WHAT THIS TASK INVOLVES
Here the job is to print all of the entries below verbatim and leave out any picture.

———

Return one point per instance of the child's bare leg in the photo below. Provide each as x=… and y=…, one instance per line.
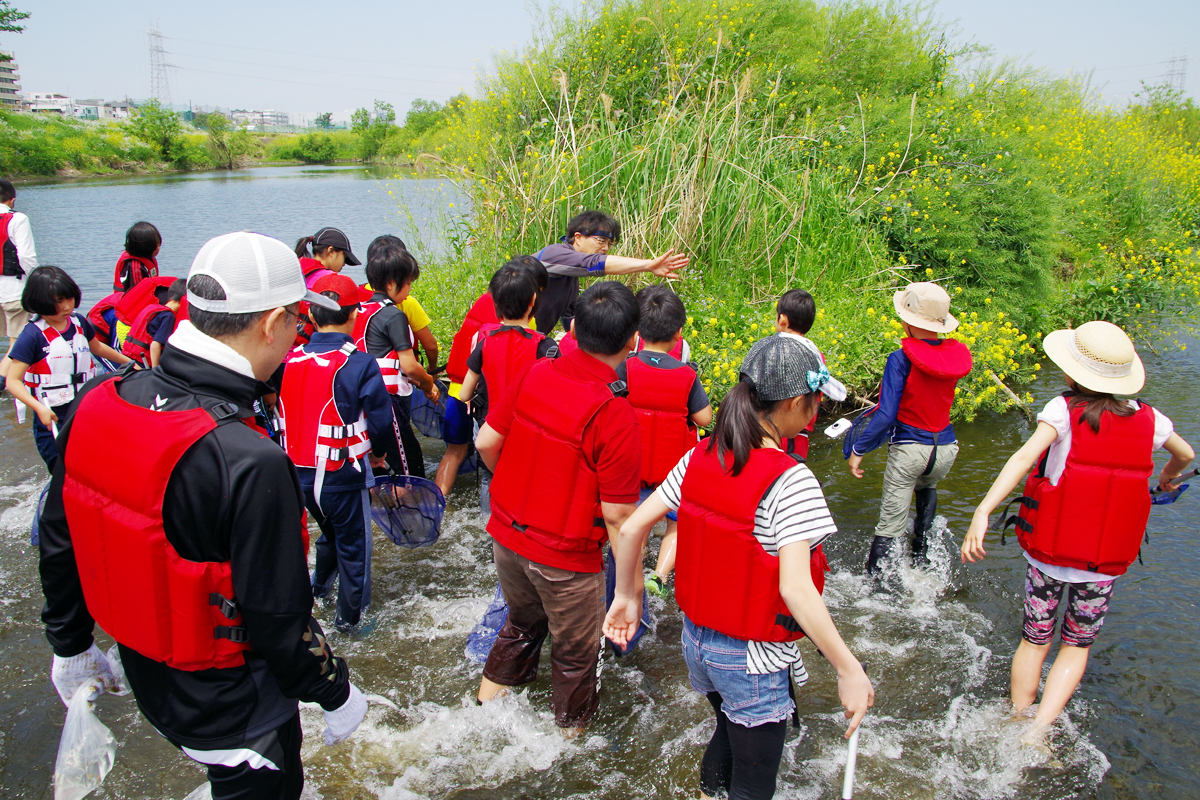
x=448, y=468
x=490, y=690
x=1027, y=673
x=1062, y=681
x=667, y=551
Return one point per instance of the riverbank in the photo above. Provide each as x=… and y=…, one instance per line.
x=779, y=156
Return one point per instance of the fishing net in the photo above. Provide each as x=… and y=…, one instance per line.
x=34, y=537
x=484, y=635
x=610, y=590
x=407, y=509
x=1167, y=498
x=856, y=431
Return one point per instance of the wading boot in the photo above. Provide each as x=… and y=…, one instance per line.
x=881, y=551
x=927, y=505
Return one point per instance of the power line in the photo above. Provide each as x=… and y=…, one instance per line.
x=299, y=83
x=319, y=71
x=294, y=54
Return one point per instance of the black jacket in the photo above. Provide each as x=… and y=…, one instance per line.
x=233, y=497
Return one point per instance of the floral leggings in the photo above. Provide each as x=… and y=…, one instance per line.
x=1086, y=606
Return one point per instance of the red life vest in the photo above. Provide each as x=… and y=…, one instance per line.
x=481, y=312
x=681, y=352
x=559, y=511
x=9, y=256
x=1096, y=516
x=394, y=378
x=96, y=316
x=137, y=341
x=660, y=398
x=137, y=587
x=66, y=367
x=724, y=577
x=929, y=392
x=149, y=269
x=508, y=350
x=315, y=434
x=131, y=304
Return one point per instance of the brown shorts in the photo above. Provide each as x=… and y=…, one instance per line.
x=567, y=605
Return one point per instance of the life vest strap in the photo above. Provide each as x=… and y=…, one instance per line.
x=227, y=606
x=234, y=633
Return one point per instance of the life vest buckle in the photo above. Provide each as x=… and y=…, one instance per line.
x=235, y=635
x=227, y=607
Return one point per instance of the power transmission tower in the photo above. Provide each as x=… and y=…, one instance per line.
x=160, y=88
x=1176, y=72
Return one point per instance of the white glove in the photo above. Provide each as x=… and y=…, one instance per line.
x=69, y=674
x=345, y=720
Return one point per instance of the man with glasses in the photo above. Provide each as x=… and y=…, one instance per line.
x=192, y=553
x=583, y=252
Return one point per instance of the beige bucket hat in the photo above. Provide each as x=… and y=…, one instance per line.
x=1098, y=356
x=925, y=305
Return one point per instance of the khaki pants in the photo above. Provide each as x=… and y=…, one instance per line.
x=903, y=476
x=15, y=318
x=568, y=606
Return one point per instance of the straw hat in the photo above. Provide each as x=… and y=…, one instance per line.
x=1098, y=356
x=925, y=305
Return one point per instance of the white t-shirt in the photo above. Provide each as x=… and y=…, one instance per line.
x=793, y=510
x=27, y=254
x=1057, y=415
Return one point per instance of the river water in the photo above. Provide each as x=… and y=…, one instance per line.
x=937, y=647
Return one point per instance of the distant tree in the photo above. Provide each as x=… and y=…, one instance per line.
x=229, y=146
x=162, y=130
x=9, y=19
x=373, y=130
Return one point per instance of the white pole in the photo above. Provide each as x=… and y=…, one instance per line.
x=847, y=785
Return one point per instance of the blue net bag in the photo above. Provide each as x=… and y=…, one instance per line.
x=34, y=539
x=856, y=431
x=407, y=509
x=484, y=635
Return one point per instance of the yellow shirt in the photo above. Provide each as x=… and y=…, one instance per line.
x=417, y=317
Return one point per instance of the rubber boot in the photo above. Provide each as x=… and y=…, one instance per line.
x=927, y=506
x=881, y=551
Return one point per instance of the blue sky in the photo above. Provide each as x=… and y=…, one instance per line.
x=313, y=56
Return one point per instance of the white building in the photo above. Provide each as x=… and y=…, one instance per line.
x=10, y=83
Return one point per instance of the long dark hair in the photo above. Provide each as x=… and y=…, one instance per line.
x=1096, y=404
x=739, y=426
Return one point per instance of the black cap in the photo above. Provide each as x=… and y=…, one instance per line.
x=335, y=239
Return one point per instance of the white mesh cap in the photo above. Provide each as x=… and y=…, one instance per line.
x=256, y=272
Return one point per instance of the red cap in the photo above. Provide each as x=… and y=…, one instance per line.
x=340, y=284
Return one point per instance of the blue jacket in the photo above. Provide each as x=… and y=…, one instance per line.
x=883, y=425
x=359, y=388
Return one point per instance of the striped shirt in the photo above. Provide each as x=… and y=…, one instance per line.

———

TASK RESULT
Return one point per instance of the child's bare leg in the photo below. Provide each as x=… and y=…, one instance per line.
x=448, y=468
x=490, y=690
x=1027, y=673
x=1062, y=681
x=667, y=551
Return one point per instance of the riverbank in the photo above. Provide each as x=… and y=…, one instance per line.
x=779, y=156
Return one point per instance of the fishing net in the photo above. Provide each as x=… and y=…, one instance per line.
x=34, y=537
x=484, y=635
x=610, y=590
x=407, y=509
x=1167, y=498
x=856, y=431
Return one point per instance of the wading boot in the photo above. Provide each as x=… and y=…, one instance per line.
x=881, y=551
x=927, y=505
Return one point per instance of the power line in the photo above. Provide each as x=… and y=…, one instance per line.
x=299, y=83
x=319, y=71
x=294, y=54
Return one point per instance of the black jacket in the photo above. Provide each as x=… and y=…, one instance per line.
x=233, y=497
Return one point per instance of the floral leggings in the photo above. Provide each as x=… and y=…, one instance per line.
x=1086, y=606
Return one point per instance of the red life vest in the photo above. Provide each as x=… and y=…, one instance per line.
x=481, y=312
x=681, y=352
x=559, y=511
x=9, y=256
x=1096, y=516
x=394, y=378
x=96, y=316
x=137, y=341
x=660, y=398
x=137, y=587
x=66, y=367
x=724, y=577
x=929, y=392
x=149, y=269
x=508, y=350
x=315, y=434
x=131, y=304
Return one point per instance of the brown shorts in the photo above. Provide each as x=… and y=…, one instance per line.
x=567, y=605
Return one point per instance of the life vest strap in the photo above. Provide each as x=… and y=…, one instance per line.
x=227, y=606
x=234, y=633
Return one point per instance of the life vest buckle in the photo above. Provide each as x=… and y=…, one instance per line.
x=235, y=635
x=227, y=607
Return one point per instance of the power transmission tower in the photo above. Provide each as x=… and y=…, one instance per line.
x=160, y=88
x=1176, y=72
Return one point per instance of the white glove in the photo above. Provide each as x=… and y=…, one instance per line.
x=69, y=674
x=345, y=720
Return one point per instance of the man with glasses in the photo above. Provide each as x=… and y=…, one instance per line.
x=192, y=553
x=583, y=252
Return one point per instance of the beige bucket hat in the photo above. Provide each as x=… and y=…, one instance per line.
x=1098, y=356
x=925, y=305
Return one point per instance of the khaki pants in the photo above. Provide each as x=… and y=…, one instance per line.
x=903, y=476
x=15, y=318
x=568, y=606
Return one point per instance of the straw hat in the photo above. Provide each as x=… and y=…, one instance per line.
x=1098, y=356
x=925, y=305
Return one point per instance of the white t-shirt in the photo above. Provide each as x=… and y=…, one instance per line.
x=793, y=510
x=27, y=254
x=1057, y=415
Return one point per instance of the river water in the photo above. Provide each as x=… and y=…, one instance per line.
x=937, y=647
Return one point per instance of the distant tree in the photo above. Provide each as x=… and y=…, one instance per line.
x=229, y=146
x=162, y=130
x=9, y=19
x=373, y=130
Return one point per instance of the white pole in the photo above. Provide each as x=… and y=…, one instance per line.
x=847, y=785
Return one point per instance of the blue net bag in the photo above. Provide each as x=… and y=…, one instance per line.
x=34, y=539
x=856, y=431
x=407, y=509
x=484, y=635
Return one point per instance of the yellow shirt in the photo above. Provide each as x=… and y=…, one instance per line.
x=417, y=317
Return one point per instance of the rubber boot in the photo above. Provide each as x=… and y=…, one instance per line.
x=927, y=506
x=881, y=551
Return one point per instance of the blue sky in the photo above. Provide each as x=… and y=…, one instance per line.
x=313, y=56
Return one point per instance of the white building in the photo above. Provide each as x=… and y=…, one instance per line.
x=10, y=83
Return one point per instance of the long dark hair in the photo above. Provide each as x=… and y=…, one instance per line.
x=1096, y=404
x=739, y=426
Return one point per instance of the black cap in the photo above. Provide each as x=… and y=…, one instance per line.
x=335, y=239
Return one point per instance of the white mesh cap in the photo above. Provide each as x=… and y=…, one instance per line.
x=256, y=272
Return one point per instance of the red cap in the photo above. Provide each as x=… and y=…, one instance per line.
x=340, y=284
Return one point per instance of the blue jacket in the photo above. Provide each as x=… and y=…, one instance per line.
x=883, y=425
x=359, y=388
Return one point per instance of the striped shirt in the photo above. Provide each as x=… and y=…, one instance per line.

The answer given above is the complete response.